**Source document**

The take over  has received the endorsement of the Federal Government, the Minister of Power, Abubakar Aliyu, announced on Wednesday.

Speaking on the development, Aliyu said UBA had to take over the power firm due to the inability of the AEDC’s major investor (Kann Consortium) to effectively service the loans obtained from UBA when it acquired the Disco in 2013.

It should be noted that the deposit bank had acted as the mandated lead arranger, underwriting $122m (about N20bn then) for Kann Consortium’s acquisition of the AEDC.

Speaking on the  changes in the ownership structure and management at the AEDC, the minister in a statement he signed said the takeover of the Disco by the bank had to happen.

He said, “The AEDC has, of recent, been facing significant operational challenges arising from a dispute between the core investors (KANN Consortium) as owners of 60 per cent equity in the AEDC and UBA as lenders for the acquisition for the majority shareholding in the public utility.

“The situation has currently deteriorated due to lack of access to intervention finances leading to a point whereby legitimate entitlements of the staff are being owed thus leading to service disruptions on December 6, 2021 within its franchise area.

“The Federal Ministry of Power has since taken the initiative to engage organised labour and electricity service has since been restored in the Federal Capital Territory and the states served by the AEDC.”

Aliyu added, “The UBA, as a lender, and in exercising its rights over the shares of KANN Consortium in the AEDC, has taken over the shares of the obligor in the AEDC. This takeover of the majority stake in the AEDC by UBA has consequently led to the reported changes in the management of the AEDC.”

**Given data**
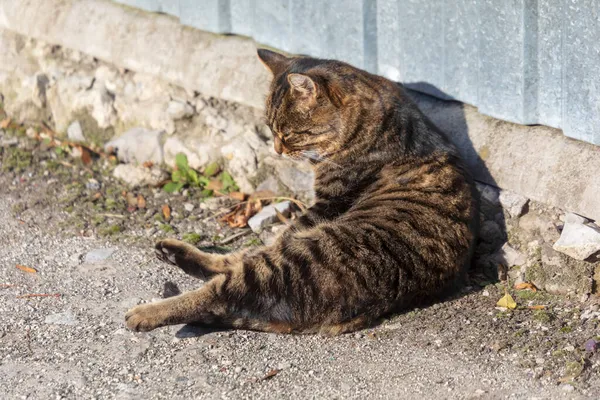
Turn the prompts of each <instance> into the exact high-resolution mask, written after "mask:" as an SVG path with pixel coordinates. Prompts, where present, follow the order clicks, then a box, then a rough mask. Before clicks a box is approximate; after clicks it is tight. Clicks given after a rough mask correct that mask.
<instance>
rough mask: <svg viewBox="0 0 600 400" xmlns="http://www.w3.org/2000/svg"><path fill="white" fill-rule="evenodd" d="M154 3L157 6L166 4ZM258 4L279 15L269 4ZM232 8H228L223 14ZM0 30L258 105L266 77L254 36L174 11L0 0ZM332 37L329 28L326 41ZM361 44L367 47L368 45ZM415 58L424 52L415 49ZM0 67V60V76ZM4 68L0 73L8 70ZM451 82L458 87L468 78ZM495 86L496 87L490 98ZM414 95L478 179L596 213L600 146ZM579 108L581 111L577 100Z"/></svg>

**What needs to be done**
Extend the article on UBA's takeover of the AEDC, picking up after its final paragraph of the minister's statement.

**Answer to this exercise**
According to him, the changes in shareholding in the AEDC and the appointment of an interim management for the Disco by the shareholders had been endorsed by the Nigerian Electricity Regulatory Commission and the Bureau of Public Enterprises (as co-shareholders in the AEDC).

Also the NERC and BPE in a joint statement said there had been an ongoing dispute among competing factions of the AEDC’s majority shareholder/core investor Kann Utility Company Limited.

The two agencies said this dispute eventually spilled over to a dispute with the lender that provided the acquisition loan to Kann for the acquisition of majority shares during the privatisation exercise in 2013

“During the course of the intractable crisis, the AEDC not only struggled to meet its obligations to the market under the terms and conditions of its licence but was also unable to meet its obligations to key stakeholders in the organisation including staff, culminating in the industrial action by members of the Nigerian Union of Electricity Employees,” they stated.

The agencies added, “Eventually, this resulted in a total service disruption on December 6, 2021 for over 14 hours in the AEDC’s network area.”